> _Recorded data_:
# # # # #

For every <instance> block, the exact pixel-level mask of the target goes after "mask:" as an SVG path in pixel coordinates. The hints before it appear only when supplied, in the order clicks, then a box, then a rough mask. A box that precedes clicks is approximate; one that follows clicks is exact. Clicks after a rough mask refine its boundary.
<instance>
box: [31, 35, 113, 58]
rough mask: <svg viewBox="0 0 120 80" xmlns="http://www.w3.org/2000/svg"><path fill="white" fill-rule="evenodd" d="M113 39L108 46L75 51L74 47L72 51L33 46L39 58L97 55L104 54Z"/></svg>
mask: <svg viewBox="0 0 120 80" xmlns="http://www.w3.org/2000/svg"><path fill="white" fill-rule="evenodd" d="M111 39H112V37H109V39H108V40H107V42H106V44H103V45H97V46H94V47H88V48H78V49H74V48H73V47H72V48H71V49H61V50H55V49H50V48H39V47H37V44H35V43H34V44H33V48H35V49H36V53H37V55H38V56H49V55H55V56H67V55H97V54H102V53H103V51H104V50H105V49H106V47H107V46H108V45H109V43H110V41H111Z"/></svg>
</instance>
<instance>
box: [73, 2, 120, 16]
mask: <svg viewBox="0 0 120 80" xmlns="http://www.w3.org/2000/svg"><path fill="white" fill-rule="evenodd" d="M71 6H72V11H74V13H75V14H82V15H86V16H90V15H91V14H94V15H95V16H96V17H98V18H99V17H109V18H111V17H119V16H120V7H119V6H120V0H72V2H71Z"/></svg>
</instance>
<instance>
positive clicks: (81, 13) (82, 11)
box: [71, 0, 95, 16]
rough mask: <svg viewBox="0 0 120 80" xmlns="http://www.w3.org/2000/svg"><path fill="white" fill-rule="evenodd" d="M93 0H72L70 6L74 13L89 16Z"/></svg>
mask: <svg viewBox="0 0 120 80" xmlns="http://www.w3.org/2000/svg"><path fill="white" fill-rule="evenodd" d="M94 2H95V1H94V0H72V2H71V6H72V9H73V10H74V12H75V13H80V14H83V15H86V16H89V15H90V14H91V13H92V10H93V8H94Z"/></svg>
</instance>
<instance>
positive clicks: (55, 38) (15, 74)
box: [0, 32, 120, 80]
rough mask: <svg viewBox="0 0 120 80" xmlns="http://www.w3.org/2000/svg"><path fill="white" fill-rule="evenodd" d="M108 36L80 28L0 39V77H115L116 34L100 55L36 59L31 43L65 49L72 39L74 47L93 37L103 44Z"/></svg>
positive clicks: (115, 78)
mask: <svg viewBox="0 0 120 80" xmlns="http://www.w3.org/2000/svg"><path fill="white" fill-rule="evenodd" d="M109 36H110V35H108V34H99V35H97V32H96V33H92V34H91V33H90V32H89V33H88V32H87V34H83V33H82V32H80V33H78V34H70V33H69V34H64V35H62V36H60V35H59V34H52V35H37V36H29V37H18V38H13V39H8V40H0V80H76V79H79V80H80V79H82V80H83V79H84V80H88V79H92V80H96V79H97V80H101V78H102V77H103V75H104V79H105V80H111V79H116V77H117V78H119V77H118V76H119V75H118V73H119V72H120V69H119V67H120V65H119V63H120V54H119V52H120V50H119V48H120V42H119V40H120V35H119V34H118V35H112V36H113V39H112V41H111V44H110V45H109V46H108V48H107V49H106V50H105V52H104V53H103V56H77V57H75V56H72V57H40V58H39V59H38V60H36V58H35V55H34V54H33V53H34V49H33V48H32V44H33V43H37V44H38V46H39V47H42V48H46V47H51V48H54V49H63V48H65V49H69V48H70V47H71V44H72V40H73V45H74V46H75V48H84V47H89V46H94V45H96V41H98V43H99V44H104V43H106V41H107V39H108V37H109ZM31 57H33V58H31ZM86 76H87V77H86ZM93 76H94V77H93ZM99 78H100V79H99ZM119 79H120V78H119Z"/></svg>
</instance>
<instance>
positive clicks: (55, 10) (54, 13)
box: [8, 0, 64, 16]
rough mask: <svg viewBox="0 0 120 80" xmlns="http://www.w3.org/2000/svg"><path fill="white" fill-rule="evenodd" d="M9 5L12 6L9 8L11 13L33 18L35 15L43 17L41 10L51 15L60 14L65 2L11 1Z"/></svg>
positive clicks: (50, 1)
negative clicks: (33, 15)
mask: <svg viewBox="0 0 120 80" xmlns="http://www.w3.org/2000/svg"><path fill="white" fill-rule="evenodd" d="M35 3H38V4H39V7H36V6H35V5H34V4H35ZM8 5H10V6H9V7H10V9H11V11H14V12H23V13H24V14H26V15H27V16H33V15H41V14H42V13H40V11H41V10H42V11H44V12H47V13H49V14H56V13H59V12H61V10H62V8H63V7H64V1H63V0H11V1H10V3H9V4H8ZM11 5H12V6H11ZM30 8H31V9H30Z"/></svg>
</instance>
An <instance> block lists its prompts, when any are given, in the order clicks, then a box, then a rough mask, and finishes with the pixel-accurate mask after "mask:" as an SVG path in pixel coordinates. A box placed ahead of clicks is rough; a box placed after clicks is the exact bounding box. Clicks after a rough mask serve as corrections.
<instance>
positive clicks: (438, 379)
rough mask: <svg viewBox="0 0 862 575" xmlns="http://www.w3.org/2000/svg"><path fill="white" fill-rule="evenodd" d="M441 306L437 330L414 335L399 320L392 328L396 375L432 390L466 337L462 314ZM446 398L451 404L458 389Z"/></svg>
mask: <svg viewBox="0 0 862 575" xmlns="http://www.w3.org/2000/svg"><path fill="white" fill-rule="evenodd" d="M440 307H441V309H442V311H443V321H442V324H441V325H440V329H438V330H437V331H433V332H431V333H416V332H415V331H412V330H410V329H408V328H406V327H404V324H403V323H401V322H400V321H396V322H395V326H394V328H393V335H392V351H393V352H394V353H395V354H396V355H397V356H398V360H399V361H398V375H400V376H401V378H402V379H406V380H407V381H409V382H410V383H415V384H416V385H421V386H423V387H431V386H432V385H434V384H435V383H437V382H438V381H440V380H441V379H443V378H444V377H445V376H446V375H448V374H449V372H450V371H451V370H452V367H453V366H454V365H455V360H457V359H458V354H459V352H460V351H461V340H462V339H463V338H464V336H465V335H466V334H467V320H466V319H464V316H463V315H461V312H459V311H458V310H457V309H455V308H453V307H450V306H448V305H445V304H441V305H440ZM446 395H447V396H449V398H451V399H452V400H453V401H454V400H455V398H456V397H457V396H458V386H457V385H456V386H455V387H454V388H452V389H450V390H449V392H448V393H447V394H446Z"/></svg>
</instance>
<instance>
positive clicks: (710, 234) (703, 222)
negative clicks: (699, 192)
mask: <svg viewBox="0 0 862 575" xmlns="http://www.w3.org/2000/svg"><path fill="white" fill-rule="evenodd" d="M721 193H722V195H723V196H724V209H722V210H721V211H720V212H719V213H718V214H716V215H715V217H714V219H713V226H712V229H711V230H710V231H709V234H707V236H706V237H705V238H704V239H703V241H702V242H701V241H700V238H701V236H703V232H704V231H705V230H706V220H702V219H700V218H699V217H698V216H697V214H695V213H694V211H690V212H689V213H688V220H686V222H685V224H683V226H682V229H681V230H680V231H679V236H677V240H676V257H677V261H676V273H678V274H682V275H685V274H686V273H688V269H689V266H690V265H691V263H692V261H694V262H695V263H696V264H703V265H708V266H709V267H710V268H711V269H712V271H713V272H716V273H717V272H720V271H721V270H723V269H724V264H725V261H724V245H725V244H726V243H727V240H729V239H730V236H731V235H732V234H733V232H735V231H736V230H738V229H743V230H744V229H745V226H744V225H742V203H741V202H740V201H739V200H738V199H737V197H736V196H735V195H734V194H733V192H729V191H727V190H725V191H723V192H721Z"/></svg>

# # # # #

> _Task to complete_:
Please make an exact copy of each record.

> _Response to the exercise_:
For every <instance> block, the exact pixel-level mask of the target goes after "mask:" as an SVG path in pixel coordinates. The hints before it appear only when supplied, in the order clicks, then a box, then a rough mask. A box that precedes clicks is approximate; one that follows clicks is exact. Clicks after a rough mask refine its boundary.
<instance>
box: [31, 35, 113, 58]
rough mask: <svg viewBox="0 0 120 80" xmlns="http://www.w3.org/2000/svg"><path fill="white" fill-rule="evenodd" d="M113 39L108 46L75 51L74 47L72 51L33 46L39 58L97 55L104 54Z"/></svg>
mask: <svg viewBox="0 0 120 80" xmlns="http://www.w3.org/2000/svg"><path fill="white" fill-rule="evenodd" d="M111 39H112V37H109V39H108V40H107V42H106V44H103V45H97V46H94V47H88V48H78V49H74V48H73V47H72V48H71V49H61V50H55V49H50V48H39V47H37V44H35V43H34V44H33V48H35V49H36V53H37V55H38V56H49V55H55V56H67V55H97V54H102V53H103V51H104V50H105V49H106V47H107V46H108V45H109V43H110V41H111Z"/></svg>
</instance>
<instance>
box: [73, 2, 120, 16]
mask: <svg viewBox="0 0 120 80" xmlns="http://www.w3.org/2000/svg"><path fill="white" fill-rule="evenodd" d="M71 6H72V11H74V13H75V14H82V15H86V16H90V15H91V14H94V15H95V16H96V17H98V18H99V17H109V18H111V17H119V16H120V7H119V6H120V0H72V2H71Z"/></svg>
</instance>
<instance>
positive clicks: (81, 13) (82, 11)
box: [71, 0, 95, 16]
rough mask: <svg viewBox="0 0 120 80" xmlns="http://www.w3.org/2000/svg"><path fill="white" fill-rule="evenodd" d="M93 0H72L70 6L74 13L89 16Z"/></svg>
mask: <svg viewBox="0 0 120 80" xmlns="http://www.w3.org/2000/svg"><path fill="white" fill-rule="evenodd" d="M94 2H95V1H94V0H72V2H71V6H72V9H73V10H74V12H75V13H80V14H83V15H86V16H89V15H90V14H91V13H92V10H93V8H94Z"/></svg>
</instance>
<instance>
positive clicks: (55, 38) (15, 74)
box: [0, 32, 120, 80]
rough mask: <svg viewBox="0 0 120 80" xmlns="http://www.w3.org/2000/svg"><path fill="white" fill-rule="evenodd" d="M108 36L80 28L0 39V77H115L116 34L100 55L36 59L31 43L65 49L72 39L74 47L93 37L103 44Z"/></svg>
positive clicks: (115, 78)
mask: <svg viewBox="0 0 120 80" xmlns="http://www.w3.org/2000/svg"><path fill="white" fill-rule="evenodd" d="M109 36H110V35H108V34H99V35H97V32H96V33H92V34H91V33H90V32H89V33H88V32H87V34H83V33H82V32H80V33H78V34H70V33H69V34H64V35H62V36H60V35H59V34H52V35H37V36H29V37H18V38H13V39H8V40H0V80H76V79H79V80H80V79H82V80H83V79H84V80H88V79H92V80H96V79H97V80H101V78H102V77H103V75H104V79H105V80H111V79H116V77H117V78H119V77H118V76H119V75H118V73H119V72H120V69H119V67H120V65H119V63H120V54H119V52H120V50H119V48H120V42H119V40H120V35H119V34H118V35H112V36H113V39H112V41H111V44H110V45H109V46H108V48H107V49H106V50H105V52H104V53H103V56H77V57H75V56H72V57H40V58H39V59H38V60H36V58H35V55H34V54H33V53H34V49H33V48H32V44H33V43H37V44H38V46H39V47H42V48H46V47H51V48H54V49H63V48H65V49H69V48H70V47H71V44H72V40H73V45H74V46H75V48H84V47H89V46H94V45H96V41H98V43H99V44H104V43H106V41H107V39H108V37H109ZM31 57H33V58H31ZM86 76H87V77H86ZM93 76H94V77H93ZM99 78H100V79H99ZM119 79H120V78H119Z"/></svg>
</instance>
<instance>
positive clicks: (55, 10) (54, 13)
box: [8, 0, 64, 16]
rough mask: <svg viewBox="0 0 120 80" xmlns="http://www.w3.org/2000/svg"><path fill="white" fill-rule="evenodd" d="M9 5L12 6L9 8L11 13L33 18L35 15L43 17L41 10L51 15L60 14L65 2L11 1Z"/></svg>
positive clicks: (50, 1)
negative clicks: (33, 15)
mask: <svg viewBox="0 0 120 80" xmlns="http://www.w3.org/2000/svg"><path fill="white" fill-rule="evenodd" d="M35 3H38V4H39V7H36V6H35V5H34V4H35ZM8 5H10V6H9V7H10V9H11V11H14V12H23V13H24V14H26V15H27V16H33V15H41V14H42V13H40V11H41V10H42V11H44V12H47V13H49V14H56V13H59V12H61V10H62V8H63V7H64V1H63V0H11V1H10V3H9V4H8ZM11 5H12V6H11ZM30 8H31V9H30Z"/></svg>
</instance>
An <instance> block lists its prompts, when any are given, in the order clicks, then a box, then a rough mask, and finishes with the pixel-accurate mask after "mask:" as an SVG path in pixel coordinates. A box placed ahead of clicks is rough; a box placed after clicks is the exact bounding box. Clicks after a rough mask serve as corrections.
<instance>
positive clicks: (438, 379)
rough mask: <svg viewBox="0 0 862 575" xmlns="http://www.w3.org/2000/svg"><path fill="white" fill-rule="evenodd" d="M441 306L437 330L414 335L399 320L392 328L396 375L432 390L466 337L462 314ZM446 398L451 404L458 389Z"/></svg>
mask: <svg viewBox="0 0 862 575" xmlns="http://www.w3.org/2000/svg"><path fill="white" fill-rule="evenodd" d="M440 307H441V309H442V311H443V321H442V324H441V325H440V329H438V330H437V331H433V332H431V333H416V332H415V331H412V330H410V329H408V328H406V327H404V324H403V323H401V322H400V321H396V322H395V326H394V328H393V335H392V351H393V352H394V353H395V354H396V355H397V356H398V360H399V361H398V375H400V376H401V378H402V379H406V380H407V381H409V382H410V383H415V384H416V385H421V386H423V387H431V386H432V385H434V384H435V383H437V382H438V381H440V380H441V379H443V378H444V377H445V376H446V375H448V374H449V372H450V371H451V370H452V367H453V366H454V365H455V360H457V359H458V354H459V352H460V351H461V340H462V339H463V338H464V336H465V335H466V334H467V320H466V319H464V316H463V315H461V312H459V311H458V310H457V309H455V308H453V307H450V306H448V305H445V304H441V305H440ZM446 395H447V396H449V398H451V399H452V400H453V401H454V400H455V398H456V397H457V396H458V386H457V385H456V386H455V387H454V388H452V389H450V390H449V392H448V393H447V394H446Z"/></svg>
</instance>
<instance>
positive clicks: (710, 234) (703, 222)
negative clicks: (699, 192)
mask: <svg viewBox="0 0 862 575" xmlns="http://www.w3.org/2000/svg"><path fill="white" fill-rule="evenodd" d="M721 193H722V195H723V196H724V209H722V210H721V211H720V212H719V213H718V214H716V215H715V217H714V219H713V226H712V229H711V230H710V231H709V234H707V236H706V237H705V238H704V239H703V241H702V242H701V241H700V238H701V236H703V232H704V231H705V230H706V220H702V219H700V218H699V217H698V216H697V214H695V213H694V211H690V212H689V213H688V220H686V222H685V224H683V226H682V229H681V230H680V231H679V236H677V240H676V257H677V261H676V273H678V274H682V275H685V274H686V273H688V269H689V266H690V265H691V263H692V261H694V262H695V263H696V264H703V265H708V266H709V267H710V268H711V269H712V271H713V272H716V273H717V272H720V271H721V270H723V269H724V264H725V261H724V245H725V244H726V243H727V240H729V239H730V236H731V235H732V234H733V232H735V231H736V230H738V229H743V230H744V229H745V226H744V225H742V203H741V202H740V201H739V200H738V199H737V197H736V196H735V195H734V194H733V192H729V191H727V190H725V191H723V192H721Z"/></svg>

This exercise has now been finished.